# [PROBLEM DETAILS]
List each line in the rows below that contains the word "roof".

# [INFORMATION GIVEN]
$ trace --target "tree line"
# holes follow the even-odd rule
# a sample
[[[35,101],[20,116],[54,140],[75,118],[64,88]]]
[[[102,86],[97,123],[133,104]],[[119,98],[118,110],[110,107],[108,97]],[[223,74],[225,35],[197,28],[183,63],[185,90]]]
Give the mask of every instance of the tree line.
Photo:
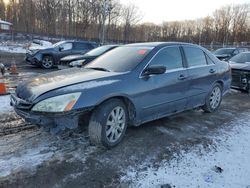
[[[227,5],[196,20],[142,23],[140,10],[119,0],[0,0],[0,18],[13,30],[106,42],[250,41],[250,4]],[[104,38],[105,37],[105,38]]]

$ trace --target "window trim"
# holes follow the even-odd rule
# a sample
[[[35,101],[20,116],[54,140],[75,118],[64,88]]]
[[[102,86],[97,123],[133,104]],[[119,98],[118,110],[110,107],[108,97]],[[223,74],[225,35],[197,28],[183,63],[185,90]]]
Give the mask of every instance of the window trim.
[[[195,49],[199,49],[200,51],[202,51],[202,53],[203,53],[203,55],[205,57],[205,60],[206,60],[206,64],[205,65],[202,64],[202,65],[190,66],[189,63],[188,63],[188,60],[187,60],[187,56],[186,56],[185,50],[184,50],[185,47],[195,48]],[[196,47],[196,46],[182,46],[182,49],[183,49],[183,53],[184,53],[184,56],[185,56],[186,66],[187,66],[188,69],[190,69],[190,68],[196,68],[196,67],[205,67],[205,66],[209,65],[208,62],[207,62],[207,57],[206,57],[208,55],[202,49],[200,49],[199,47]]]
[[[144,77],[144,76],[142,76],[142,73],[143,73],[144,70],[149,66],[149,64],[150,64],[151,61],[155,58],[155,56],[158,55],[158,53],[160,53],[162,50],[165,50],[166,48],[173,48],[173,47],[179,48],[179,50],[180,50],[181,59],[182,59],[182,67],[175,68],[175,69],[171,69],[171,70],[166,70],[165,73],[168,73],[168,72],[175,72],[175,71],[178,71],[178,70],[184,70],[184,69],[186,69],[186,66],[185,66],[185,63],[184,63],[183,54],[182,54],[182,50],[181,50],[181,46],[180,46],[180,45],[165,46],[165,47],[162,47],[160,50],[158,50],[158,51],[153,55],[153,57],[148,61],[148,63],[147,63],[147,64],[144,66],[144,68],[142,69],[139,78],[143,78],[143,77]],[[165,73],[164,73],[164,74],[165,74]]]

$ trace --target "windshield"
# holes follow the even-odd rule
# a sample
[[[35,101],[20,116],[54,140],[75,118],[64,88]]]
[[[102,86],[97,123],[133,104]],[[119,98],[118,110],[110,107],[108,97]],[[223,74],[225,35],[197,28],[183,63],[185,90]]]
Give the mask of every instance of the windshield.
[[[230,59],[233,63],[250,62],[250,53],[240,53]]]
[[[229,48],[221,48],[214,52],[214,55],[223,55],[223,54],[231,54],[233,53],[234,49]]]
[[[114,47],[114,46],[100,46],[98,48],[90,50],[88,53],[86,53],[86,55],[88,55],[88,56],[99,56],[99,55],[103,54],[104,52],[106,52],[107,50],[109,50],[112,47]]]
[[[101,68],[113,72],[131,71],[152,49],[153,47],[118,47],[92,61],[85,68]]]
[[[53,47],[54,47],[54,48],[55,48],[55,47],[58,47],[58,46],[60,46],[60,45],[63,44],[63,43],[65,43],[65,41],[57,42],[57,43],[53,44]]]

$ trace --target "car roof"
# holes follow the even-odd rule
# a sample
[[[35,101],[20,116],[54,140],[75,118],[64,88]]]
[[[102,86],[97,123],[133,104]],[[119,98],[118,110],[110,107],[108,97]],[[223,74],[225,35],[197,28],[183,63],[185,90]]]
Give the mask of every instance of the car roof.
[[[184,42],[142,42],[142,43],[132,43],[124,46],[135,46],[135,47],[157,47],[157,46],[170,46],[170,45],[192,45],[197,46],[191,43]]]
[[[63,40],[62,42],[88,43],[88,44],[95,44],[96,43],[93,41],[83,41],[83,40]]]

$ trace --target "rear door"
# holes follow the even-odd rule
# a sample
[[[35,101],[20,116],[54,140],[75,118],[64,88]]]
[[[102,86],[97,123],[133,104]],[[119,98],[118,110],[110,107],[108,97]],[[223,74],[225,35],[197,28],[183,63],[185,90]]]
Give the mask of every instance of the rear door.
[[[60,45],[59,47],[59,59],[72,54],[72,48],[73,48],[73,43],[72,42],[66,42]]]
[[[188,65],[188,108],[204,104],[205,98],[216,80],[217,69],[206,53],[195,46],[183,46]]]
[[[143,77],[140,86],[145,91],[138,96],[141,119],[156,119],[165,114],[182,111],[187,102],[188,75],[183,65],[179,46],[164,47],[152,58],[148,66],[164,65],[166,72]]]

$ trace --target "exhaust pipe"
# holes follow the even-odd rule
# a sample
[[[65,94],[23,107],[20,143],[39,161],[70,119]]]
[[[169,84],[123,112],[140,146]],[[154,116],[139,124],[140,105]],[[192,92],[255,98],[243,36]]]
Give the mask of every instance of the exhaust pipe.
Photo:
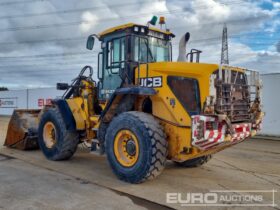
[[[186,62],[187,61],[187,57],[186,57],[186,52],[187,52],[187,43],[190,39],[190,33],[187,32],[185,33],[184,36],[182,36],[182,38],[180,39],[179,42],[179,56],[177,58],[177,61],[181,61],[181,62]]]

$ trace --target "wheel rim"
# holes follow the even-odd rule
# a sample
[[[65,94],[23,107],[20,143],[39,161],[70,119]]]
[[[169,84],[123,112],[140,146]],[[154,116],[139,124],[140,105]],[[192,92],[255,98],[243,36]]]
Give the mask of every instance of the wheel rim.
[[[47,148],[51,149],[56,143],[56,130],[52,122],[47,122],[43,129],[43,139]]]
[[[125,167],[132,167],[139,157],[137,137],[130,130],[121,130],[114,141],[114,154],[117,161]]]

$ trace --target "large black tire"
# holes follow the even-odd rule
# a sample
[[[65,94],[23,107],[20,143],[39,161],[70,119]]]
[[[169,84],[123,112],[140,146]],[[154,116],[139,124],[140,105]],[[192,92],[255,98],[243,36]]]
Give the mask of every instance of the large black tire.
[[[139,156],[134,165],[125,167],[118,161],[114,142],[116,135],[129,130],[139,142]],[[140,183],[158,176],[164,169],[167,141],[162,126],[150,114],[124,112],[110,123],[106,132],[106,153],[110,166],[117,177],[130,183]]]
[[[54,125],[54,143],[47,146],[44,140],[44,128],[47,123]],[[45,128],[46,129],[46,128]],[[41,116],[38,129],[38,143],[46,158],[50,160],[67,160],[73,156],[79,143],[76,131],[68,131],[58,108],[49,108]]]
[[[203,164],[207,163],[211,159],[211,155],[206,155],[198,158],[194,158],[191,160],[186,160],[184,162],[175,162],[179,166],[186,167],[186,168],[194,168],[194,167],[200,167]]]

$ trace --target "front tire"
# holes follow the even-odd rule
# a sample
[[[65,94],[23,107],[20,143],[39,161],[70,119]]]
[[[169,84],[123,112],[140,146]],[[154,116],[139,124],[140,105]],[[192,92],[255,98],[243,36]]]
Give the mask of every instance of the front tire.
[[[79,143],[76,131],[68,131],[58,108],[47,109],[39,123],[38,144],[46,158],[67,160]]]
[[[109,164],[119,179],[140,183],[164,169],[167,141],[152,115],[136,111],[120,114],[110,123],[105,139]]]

# [SOLVED PROBLEM]
$ trace --target "car roof"
Give the mask of every instance of the car roof.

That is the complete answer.